Reproduce the entries between the lines holding "Can you tell me where the residential" and "[85,168,115,186]", inclusive, changing "church" to "chapel" and leaving everything else unaltered.

.....

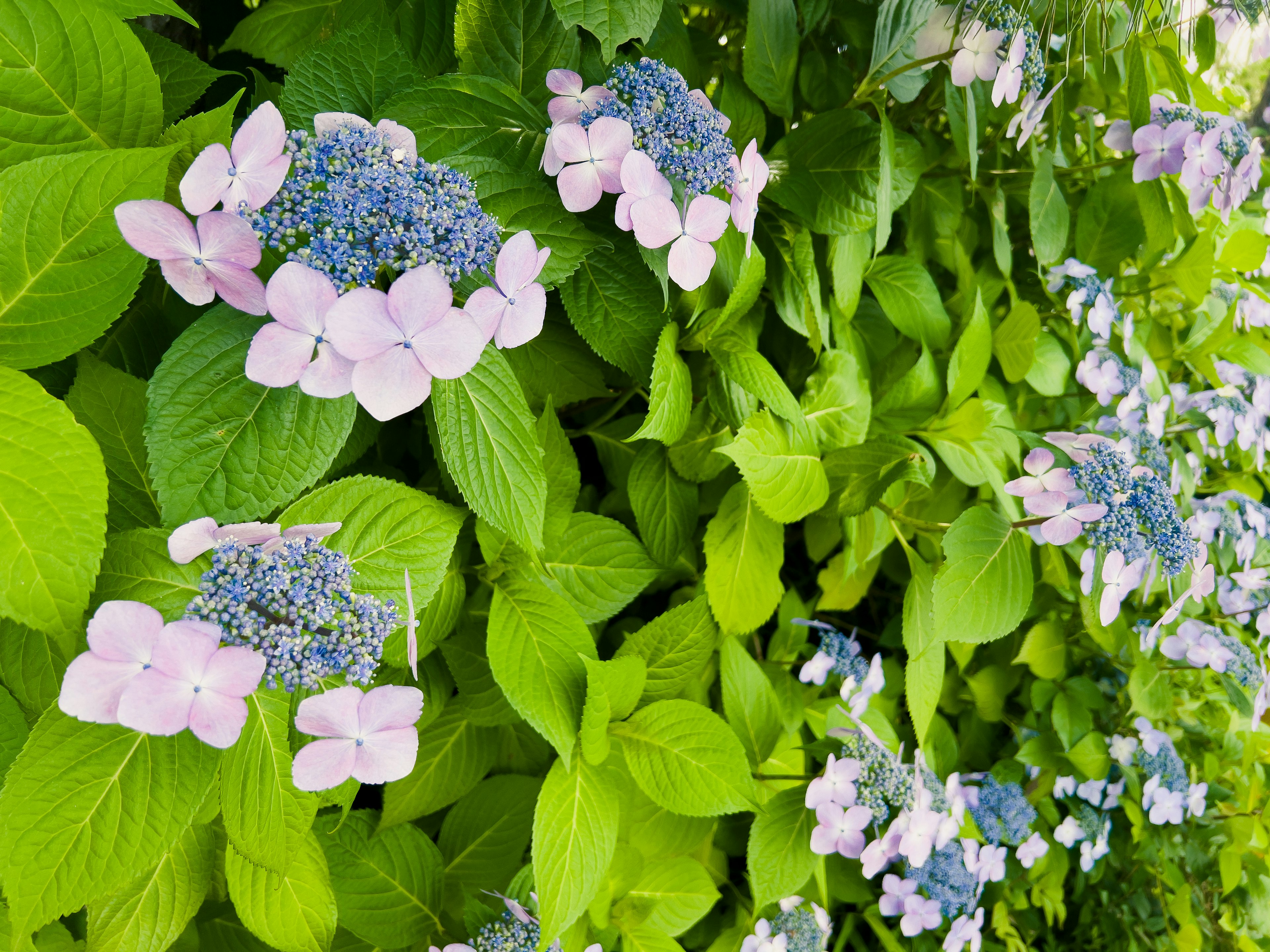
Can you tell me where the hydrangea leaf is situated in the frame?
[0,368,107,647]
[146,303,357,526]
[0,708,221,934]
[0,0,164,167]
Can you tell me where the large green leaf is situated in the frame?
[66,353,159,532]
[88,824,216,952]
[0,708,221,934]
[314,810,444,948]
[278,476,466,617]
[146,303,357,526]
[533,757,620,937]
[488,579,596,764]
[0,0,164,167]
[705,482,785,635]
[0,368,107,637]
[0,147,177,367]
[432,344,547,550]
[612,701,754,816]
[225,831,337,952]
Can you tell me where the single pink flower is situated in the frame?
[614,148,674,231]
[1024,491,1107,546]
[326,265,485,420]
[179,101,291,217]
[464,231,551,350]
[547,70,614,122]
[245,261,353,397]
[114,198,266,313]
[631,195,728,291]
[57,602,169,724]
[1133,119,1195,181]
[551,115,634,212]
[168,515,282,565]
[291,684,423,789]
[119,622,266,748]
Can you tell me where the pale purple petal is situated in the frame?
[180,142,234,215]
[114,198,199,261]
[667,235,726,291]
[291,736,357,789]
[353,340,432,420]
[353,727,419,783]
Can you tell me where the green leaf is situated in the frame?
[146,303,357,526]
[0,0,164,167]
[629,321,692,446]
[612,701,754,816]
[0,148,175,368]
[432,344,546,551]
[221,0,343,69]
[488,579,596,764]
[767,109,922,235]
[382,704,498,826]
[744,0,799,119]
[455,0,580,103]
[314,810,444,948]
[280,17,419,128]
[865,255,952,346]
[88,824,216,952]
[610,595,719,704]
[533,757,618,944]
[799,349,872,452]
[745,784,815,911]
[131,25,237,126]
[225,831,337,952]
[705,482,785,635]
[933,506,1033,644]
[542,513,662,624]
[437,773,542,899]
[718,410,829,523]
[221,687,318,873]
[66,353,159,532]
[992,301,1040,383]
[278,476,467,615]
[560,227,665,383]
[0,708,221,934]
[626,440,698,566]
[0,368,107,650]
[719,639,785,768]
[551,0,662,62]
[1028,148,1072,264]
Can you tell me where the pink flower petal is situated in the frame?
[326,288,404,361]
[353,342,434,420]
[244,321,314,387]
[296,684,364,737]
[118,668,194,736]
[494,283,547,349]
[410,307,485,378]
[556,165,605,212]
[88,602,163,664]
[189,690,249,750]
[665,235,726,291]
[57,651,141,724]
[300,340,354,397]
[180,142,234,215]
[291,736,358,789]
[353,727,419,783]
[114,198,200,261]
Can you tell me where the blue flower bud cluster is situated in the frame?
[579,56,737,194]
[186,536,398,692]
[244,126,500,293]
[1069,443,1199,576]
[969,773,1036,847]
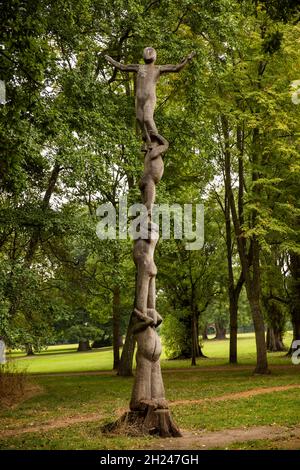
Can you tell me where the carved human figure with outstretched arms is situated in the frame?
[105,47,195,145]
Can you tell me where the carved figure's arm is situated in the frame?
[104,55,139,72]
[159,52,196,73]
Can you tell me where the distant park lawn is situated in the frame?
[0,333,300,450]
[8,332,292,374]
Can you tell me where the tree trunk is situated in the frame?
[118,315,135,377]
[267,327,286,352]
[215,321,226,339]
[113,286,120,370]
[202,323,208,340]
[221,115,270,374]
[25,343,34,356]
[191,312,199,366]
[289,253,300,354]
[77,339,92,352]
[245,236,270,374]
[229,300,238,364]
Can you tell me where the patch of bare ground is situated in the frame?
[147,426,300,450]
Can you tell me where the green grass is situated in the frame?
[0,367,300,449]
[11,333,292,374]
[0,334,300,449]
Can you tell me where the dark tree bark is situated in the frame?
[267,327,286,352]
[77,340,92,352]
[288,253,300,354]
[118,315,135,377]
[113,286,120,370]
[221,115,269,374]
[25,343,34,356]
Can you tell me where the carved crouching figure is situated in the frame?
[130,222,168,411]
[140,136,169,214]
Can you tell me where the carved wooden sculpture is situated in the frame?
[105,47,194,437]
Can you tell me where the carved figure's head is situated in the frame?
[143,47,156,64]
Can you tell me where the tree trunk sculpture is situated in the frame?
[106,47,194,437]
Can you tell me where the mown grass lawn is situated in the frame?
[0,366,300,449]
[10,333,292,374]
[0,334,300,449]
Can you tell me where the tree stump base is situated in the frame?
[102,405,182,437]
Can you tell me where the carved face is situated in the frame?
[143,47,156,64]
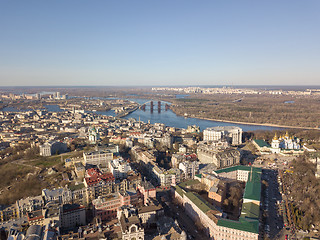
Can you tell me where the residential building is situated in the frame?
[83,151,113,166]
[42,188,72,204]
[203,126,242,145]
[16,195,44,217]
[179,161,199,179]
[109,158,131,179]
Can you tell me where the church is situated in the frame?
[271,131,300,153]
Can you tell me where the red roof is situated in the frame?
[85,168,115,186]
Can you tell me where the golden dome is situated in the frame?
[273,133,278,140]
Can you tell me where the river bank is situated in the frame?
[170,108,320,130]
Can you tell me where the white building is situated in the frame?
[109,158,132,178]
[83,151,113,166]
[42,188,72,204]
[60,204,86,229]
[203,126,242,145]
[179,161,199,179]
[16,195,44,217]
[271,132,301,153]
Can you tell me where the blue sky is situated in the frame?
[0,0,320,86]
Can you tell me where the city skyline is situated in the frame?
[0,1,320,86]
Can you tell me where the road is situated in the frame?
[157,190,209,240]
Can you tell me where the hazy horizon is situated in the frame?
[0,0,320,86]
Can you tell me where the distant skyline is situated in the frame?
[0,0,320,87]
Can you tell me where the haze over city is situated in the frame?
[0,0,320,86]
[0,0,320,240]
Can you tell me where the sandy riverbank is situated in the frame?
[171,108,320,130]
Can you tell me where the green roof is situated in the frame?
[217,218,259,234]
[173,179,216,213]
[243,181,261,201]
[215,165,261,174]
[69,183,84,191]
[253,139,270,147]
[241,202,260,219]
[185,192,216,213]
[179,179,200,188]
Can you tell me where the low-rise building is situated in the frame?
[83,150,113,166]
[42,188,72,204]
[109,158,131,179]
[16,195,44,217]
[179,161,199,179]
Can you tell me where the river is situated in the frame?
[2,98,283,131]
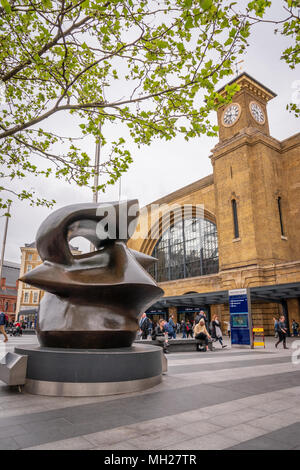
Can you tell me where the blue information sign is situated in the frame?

.....

▶ **Result below**:
Can you tell me where the residential building is situated in the frame?
[83,151,113,166]
[42,188,72,204]
[203,126,242,145]
[16,195,44,217]
[179,161,199,179]
[109,158,131,179]
Can you tell me where the chapel is situated in the frame?
[271,131,300,153]
Can you tell me where the red roof is situated in the frame?
[85,168,115,186]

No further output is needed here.